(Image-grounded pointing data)

☆ ☆ ☆ ☆ ☆ ☆ ☆

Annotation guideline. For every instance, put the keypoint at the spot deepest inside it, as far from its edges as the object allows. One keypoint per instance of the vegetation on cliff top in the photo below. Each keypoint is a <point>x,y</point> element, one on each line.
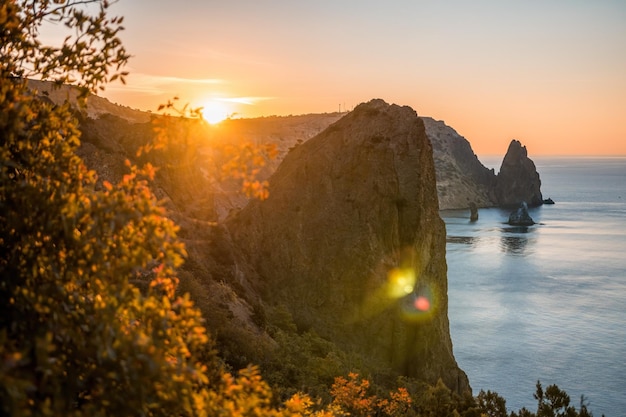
<point>91,323</point>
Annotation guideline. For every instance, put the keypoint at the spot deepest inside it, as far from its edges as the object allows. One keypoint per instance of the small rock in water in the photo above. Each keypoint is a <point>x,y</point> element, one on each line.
<point>520,217</point>
<point>473,212</point>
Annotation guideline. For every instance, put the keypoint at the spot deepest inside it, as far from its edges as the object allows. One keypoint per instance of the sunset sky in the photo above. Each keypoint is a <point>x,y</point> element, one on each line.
<point>549,73</point>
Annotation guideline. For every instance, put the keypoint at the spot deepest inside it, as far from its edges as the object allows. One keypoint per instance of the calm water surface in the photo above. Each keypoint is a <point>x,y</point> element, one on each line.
<point>546,302</point>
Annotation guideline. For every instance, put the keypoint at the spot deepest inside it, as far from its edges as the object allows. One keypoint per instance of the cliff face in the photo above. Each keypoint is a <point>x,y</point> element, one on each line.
<point>461,178</point>
<point>350,242</point>
<point>518,180</point>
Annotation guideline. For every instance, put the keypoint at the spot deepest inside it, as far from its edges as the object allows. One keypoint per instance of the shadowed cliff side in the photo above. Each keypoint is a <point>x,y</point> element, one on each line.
<point>350,242</point>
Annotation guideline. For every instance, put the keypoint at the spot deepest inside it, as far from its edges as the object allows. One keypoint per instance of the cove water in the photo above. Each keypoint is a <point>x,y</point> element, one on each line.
<point>547,302</point>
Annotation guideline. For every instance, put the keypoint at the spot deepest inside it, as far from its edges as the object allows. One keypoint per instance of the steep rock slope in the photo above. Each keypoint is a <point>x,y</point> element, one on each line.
<point>461,178</point>
<point>352,216</point>
<point>518,180</point>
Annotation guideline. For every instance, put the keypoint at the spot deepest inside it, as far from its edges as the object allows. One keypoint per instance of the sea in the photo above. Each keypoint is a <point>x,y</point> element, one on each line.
<point>547,302</point>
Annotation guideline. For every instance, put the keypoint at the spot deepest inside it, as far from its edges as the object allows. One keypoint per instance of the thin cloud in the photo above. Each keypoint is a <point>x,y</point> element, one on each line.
<point>246,100</point>
<point>157,84</point>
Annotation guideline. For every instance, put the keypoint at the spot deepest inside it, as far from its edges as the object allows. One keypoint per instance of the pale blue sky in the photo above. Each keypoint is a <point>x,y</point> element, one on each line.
<point>550,73</point>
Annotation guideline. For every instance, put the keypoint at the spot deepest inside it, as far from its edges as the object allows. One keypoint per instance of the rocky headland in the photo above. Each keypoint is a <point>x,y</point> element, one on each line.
<point>343,266</point>
<point>348,210</point>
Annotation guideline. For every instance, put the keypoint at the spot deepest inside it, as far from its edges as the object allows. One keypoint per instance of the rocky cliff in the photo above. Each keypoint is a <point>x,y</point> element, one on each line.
<point>461,178</point>
<point>350,242</point>
<point>518,180</point>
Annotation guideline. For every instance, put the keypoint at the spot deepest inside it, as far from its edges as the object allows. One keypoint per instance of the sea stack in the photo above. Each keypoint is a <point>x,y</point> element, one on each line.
<point>518,180</point>
<point>351,243</point>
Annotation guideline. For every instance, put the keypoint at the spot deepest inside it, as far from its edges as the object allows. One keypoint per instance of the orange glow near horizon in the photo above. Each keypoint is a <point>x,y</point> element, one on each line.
<point>214,111</point>
<point>551,76</point>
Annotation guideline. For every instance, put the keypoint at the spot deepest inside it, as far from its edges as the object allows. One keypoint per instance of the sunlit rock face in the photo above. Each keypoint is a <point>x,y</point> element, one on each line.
<point>461,178</point>
<point>350,241</point>
<point>518,180</point>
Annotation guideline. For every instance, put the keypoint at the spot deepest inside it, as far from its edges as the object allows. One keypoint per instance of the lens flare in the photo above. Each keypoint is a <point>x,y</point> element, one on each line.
<point>420,305</point>
<point>400,282</point>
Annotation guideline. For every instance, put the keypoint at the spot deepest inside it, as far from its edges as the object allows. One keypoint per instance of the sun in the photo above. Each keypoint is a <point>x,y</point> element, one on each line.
<point>214,111</point>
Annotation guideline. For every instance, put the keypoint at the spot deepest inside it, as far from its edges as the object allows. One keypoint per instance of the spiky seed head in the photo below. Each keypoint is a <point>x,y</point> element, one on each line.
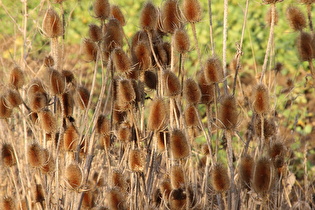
<point>117,13</point>
<point>13,98</point>
<point>95,33</point>
<point>171,83</point>
<point>81,97</point>
<point>89,50</point>
<point>52,25</point>
<point>191,116</point>
<point>101,9</point>
<point>5,110</point>
<point>181,41</point>
<point>136,160</point>
<point>263,176</point>
<point>219,178</point>
<point>296,18</point>
<point>7,155</point>
<point>246,170</point>
<point>228,114</point>
<point>48,120</point>
<point>170,16</point>
<point>305,45</point>
<point>192,10</point>
<point>121,61</point>
<point>191,91</point>
<point>35,155</point>
<point>179,145</point>
<point>157,117</point>
<point>73,175</point>
<point>148,16</point>
<point>17,78</point>
<point>213,70</point>
<point>177,177</point>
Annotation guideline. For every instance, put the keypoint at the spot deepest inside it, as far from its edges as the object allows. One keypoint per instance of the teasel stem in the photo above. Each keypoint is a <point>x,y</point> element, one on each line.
<point>211,27</point>
<point>225,25</point>
<point>270,40</point>
<point>240,47</point>
<point>232,192</point>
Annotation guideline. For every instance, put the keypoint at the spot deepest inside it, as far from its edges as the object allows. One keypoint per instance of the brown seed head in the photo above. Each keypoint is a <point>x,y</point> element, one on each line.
<point>95,33</point>
<point>213,70</point>
<point>228,113</point>
<point>157,117</point>
<point>73,175</point>
<point>296,18</point>
<point>261,99</point>
<point>181,41</point>
<point>191,91</point>
<point>246,170</point>
<point>179,145</point>
<point>177,177</point>
<point>220,179</point>
<point>101,9</point>
<point>17,78</point>
<point>121,61</point>
<point>116,13</point>
<point>171,83</point>
<point>52,25</point>
<point>7,155</point>
<point>192,10</point>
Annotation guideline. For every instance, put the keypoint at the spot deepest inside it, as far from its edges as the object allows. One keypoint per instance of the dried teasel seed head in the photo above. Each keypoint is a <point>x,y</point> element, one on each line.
<point>113,35</point>
<point>170,16</point>
<point>95,33</point>
<point>261,99</point>
<point>150,79</point>
<point>17,78</point>
<point>246,170</point>
<point>35,155</point>
<point>181,41</point>
<point>192,10</point>
<point>73,175</point>
<point>121,61</point>
<point>7,203</point>
<point>38,193</point>
<point>213,70</point>
<point>81,97</point>
<point>70,138</point>
<point>13,98</point>
<point>48,120</point>
<point>207,90</point>
<point>115,198</point>
<point>191,116</point>
<point>171,83</point>
<point>102,125</point>
<point>268,17</point>
<point>305,46</point>
<point>157,117</point>
<point>136,160</point>
<point>228,114</point>
<point>7,155</point>
<point>191,91</point>
<point>177,177</point>
<point>5,110</point>
<point>296,18</point>
<point>263,176</point>
<point>219,178</point>
<point>101,9</point>
<point>89,50</point>
<point>52,25</point>
<point>116,13</point>
<point>179,145</point>
<point>149,16</point>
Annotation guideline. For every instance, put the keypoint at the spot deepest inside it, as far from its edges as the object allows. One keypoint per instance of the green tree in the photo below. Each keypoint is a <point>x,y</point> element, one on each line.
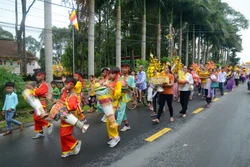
<point>4,34</point>
<point>32,45</point>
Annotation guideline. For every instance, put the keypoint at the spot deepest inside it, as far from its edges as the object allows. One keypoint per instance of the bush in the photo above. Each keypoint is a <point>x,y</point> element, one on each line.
<point>7,76</point>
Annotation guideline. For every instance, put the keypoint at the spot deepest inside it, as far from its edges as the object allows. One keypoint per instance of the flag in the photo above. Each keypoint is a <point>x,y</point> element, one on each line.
<point>73,19</point>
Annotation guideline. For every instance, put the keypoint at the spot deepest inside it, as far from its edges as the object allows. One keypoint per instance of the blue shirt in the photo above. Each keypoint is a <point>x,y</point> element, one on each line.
<point>142,80</point>
<point>11,101</point>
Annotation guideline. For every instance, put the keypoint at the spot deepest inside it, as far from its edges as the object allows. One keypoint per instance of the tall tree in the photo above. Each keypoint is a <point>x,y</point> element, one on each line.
<point>91,39</point>
<point>5,34</point>
<point>20,34</point>
<point>118,34</point>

☆ ☆ ☆ ☆ ☆ ☆ ☆

● **Exercise prompt**
The result consists of the line with "of the flag" through the last line of the entries above, repeated exactly and with nothing else.

● **Answer for this exercise**
Annotation guideline. For every instance, put the keypoint at the spot deepest inside it, as far from its edges as the object allows. One keypoint per instance of the flag in the photo above. Each keypoint is a <point>x,y</point> element, one on each line.
<point>73,19</point>
Annotation guideline. For every instance, put the keypoint at the spot deepest inside it, as far from its edges as the object allows. One keypoint per instance of the blue shirt in the photo above. Each keypoint is a <point>x,y</point> element, one on each line.
<point>142,80</point>
<point>11,101</point>
Annotation guideline. For every instance, put the keypoint at the spot deepest inside it, as far from its edges as the object allows. One keypoint per instance of the tall tree in the photo above. Each keypoint is a <point>x,y</point> element, one on each line.
<point>91,39</point>
<point>5,34</point>
<point>20,34</point>
<point>118,34</point>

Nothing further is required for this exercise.